Da un paio d’anni Picaco si era innamorato di Angelinetta. Ad incoraggiarlo, stando a quanto emerse dal processo per direttissima svolto nella Corte d’Assise di Viterbo, era stata indirettamente e inconsapevolmente la madre della Ragazza, Maria. «Quanto è bella Angelinetta» le ripeteva Picaco ogni volta che entrava nella sua bottega per una riparazione. «Tu aggiustami bene le scarpe e fammi lo sconto che te la faccio sposare» rispondeva lei sorridendo. Ma nella mente «ottenebrata» di Picaco, come scrissero i giudici nella sentenza, quelle battute erano suonate come un impegno solenne. E quando Angelinetta si fidanzò con un giovane canepinese di un paio d’anni più grande, Luigi Casagrande, si sentì tradito dalla ragazza e ingannato dalla madre. Da quel momento divenne sempre più forte in lui il desiderio di vendetta.
Si arrivò così alla mattinata del 16 giugno 1944. Verso le 9, Picaco vide la madre di Angelinetta passare davanti alla sua bottega: «Dove vai Marietta?» le chiese. «A Viterbo, devo comprare delle cose» rispose lei. Un’ora dopo, sicuro che ormai la donna era arrivata a destinazione, Picaco prese un trincetto (l’affilata lama usata dai calzolai per tagliare il cuoio) e s’incamminò verso casa di Angelinetta. Come in tutte o quasi le case di Canepina, la chiave di casa era sulla porta, lui la girò e entrò. La ragazza, intenta a riassettare, si trovò davanti quell’uomo con gli occhi sgranati, sudato, con le mani tremanti. Nessuno sa ciò che accade nella cucina: alcune voci di paese vogliono che l’uomo avesse chiesto ad Angelinetta di sposarlo e, al suo rifiuto, estrasse il trincetto dalla tasca e la colpì diciotto volte, il primo fendente alla gola, il secondo al cuore, e poi in tutto il resto del corpo. Altre voci vogliono che Picaco abbia tentato di violentarla e, davanti alla resistenza di lei, l’abbia massacrata a colpi di trincetto. Nemmeno la sentenza della Corte d’Assise ha fatto luce su questo aspetto: Picaco sostenne di averla uccisa perché si era fidanzata con un altro anziché con lui. E nonostante le domande incalzanti dei giudici non aggiunse altro.
Mentre il massacro era in corso, richiamata dalle grida disperate, entrò in casa una cuginetta della vittima. Vide Angelinetta distesa a terra, probabilmente già morta, e Picaco curvo su di lei, la lama nella mano destra e gli abiti intrisi di sangue. «Vattene ho ammazzo anche te» urlò l’uomo. La ragazzina uscì gradando, richiamando così l’attenzione dei vicini. Intanto, l’omicida scappò in direzione del Cimitero.

DATI FORNITI:
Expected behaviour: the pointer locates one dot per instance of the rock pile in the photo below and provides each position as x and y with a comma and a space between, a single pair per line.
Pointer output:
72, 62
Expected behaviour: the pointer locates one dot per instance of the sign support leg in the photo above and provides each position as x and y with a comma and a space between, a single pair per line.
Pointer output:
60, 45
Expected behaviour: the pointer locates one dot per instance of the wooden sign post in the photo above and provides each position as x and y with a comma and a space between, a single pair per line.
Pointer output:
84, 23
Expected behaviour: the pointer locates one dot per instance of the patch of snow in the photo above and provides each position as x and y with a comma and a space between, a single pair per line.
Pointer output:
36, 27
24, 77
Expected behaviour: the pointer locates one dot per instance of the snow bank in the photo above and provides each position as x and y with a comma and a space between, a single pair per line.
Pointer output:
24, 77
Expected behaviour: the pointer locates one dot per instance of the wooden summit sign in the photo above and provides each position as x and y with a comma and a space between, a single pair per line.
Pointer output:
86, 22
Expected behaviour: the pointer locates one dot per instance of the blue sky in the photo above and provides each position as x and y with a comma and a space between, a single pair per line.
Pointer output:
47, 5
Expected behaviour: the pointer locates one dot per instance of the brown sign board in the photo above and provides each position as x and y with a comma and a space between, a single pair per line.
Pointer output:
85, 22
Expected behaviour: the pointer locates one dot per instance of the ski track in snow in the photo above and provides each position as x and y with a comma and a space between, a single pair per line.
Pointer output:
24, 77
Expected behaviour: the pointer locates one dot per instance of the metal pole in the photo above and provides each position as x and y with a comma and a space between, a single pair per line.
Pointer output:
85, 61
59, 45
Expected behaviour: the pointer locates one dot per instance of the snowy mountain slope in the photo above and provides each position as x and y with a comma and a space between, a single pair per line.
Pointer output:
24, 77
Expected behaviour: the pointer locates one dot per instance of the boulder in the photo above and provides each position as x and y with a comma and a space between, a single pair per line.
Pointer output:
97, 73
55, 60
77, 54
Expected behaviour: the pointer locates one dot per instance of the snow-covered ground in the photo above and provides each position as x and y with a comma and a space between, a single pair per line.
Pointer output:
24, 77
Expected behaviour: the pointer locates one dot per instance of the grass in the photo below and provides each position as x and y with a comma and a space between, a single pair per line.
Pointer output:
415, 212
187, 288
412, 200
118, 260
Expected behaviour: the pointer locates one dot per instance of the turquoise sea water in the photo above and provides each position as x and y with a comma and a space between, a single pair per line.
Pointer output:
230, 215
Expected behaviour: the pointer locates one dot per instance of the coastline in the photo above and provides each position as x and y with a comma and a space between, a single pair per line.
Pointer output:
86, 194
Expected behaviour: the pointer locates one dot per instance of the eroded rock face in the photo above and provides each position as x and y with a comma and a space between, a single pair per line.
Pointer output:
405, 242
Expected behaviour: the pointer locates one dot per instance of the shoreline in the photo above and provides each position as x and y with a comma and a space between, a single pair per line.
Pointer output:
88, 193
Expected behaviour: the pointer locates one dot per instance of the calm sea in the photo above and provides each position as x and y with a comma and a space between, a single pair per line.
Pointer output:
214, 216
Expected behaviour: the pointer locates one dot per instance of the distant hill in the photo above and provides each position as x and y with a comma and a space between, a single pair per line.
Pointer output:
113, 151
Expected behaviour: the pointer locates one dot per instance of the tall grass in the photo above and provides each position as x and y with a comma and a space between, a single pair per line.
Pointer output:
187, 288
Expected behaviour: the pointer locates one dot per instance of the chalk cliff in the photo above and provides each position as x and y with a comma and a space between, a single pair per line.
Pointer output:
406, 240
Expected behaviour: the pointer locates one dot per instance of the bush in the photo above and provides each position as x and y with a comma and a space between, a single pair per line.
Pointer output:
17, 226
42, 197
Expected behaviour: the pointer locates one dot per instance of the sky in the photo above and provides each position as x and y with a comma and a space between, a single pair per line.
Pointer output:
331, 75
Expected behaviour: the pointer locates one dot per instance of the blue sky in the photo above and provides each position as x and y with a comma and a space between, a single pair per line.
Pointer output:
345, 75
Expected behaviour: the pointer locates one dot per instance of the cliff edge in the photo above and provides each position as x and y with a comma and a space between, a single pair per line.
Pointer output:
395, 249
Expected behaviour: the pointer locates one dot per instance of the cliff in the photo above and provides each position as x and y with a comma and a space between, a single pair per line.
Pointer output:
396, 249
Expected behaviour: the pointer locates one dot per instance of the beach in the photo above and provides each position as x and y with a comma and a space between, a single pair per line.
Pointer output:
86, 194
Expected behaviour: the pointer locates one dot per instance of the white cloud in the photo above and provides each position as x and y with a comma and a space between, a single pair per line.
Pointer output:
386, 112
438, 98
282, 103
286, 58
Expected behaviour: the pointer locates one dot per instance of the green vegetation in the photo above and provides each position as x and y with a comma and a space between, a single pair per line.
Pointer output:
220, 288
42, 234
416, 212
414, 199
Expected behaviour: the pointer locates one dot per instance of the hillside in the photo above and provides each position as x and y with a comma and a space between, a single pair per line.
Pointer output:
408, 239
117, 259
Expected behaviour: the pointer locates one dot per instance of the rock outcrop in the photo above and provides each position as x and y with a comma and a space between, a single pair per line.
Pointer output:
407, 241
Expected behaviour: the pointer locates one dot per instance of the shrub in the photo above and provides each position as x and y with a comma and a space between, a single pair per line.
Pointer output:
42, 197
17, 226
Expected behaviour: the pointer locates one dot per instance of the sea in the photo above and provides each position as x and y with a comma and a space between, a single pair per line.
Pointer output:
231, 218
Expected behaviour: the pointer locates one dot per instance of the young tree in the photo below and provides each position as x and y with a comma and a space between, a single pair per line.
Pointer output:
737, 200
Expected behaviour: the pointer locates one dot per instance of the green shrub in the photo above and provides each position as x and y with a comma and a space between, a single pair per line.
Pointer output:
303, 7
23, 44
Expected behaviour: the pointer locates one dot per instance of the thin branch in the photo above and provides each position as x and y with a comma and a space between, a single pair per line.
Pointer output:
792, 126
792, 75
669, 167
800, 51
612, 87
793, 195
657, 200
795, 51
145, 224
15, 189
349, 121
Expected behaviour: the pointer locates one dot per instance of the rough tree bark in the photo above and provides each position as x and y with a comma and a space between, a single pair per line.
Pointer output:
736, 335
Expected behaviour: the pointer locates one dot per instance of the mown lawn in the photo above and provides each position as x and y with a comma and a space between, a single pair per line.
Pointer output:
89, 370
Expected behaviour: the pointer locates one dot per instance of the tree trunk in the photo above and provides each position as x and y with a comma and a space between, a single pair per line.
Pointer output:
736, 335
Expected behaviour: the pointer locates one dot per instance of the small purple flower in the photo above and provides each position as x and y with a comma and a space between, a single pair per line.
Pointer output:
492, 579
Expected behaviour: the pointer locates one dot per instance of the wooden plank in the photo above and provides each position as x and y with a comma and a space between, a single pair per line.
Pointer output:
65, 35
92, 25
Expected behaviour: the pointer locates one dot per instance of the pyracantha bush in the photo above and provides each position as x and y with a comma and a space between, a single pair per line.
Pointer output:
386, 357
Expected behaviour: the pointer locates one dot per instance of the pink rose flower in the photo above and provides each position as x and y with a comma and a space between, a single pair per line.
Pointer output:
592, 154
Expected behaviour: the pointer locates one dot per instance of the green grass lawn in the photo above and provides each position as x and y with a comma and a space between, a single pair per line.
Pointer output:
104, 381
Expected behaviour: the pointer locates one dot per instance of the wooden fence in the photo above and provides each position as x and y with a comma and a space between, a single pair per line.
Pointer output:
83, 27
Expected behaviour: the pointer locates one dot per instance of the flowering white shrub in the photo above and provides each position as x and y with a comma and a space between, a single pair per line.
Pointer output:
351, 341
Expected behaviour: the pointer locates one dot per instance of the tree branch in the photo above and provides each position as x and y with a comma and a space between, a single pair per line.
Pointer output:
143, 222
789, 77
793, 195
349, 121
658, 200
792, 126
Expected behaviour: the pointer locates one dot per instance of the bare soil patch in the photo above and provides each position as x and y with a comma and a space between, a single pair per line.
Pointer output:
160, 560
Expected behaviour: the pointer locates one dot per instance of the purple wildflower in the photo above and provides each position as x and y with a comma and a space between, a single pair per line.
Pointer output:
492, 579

ESERCIZI PROPOSTI:
(a) Nell'estratto su Picaco e Angelinetta, con chi si fidanzò la ragazza?
(b) Sposta di 48 ogni coordinata dei punti nelle righe dei dati forniti, dalla riga che contiene "of the purple" fino all'ultima riga dei dati inclusa, aggiungendo 48 a ciascun numero. Riporta per intero solo quelle righe, richieste comprese.

SOLUZIONI:
(a) Con Luigi Casagrande, un giovane canepinese di un paio d'anni più grande di lei.

(b)
Expected behaviour: the pointer locates one dot per instance of the purple wildflower in the photo above and provides each position as x and y with a comma and a space between, a single pair per line.
Pointer output:
540, 627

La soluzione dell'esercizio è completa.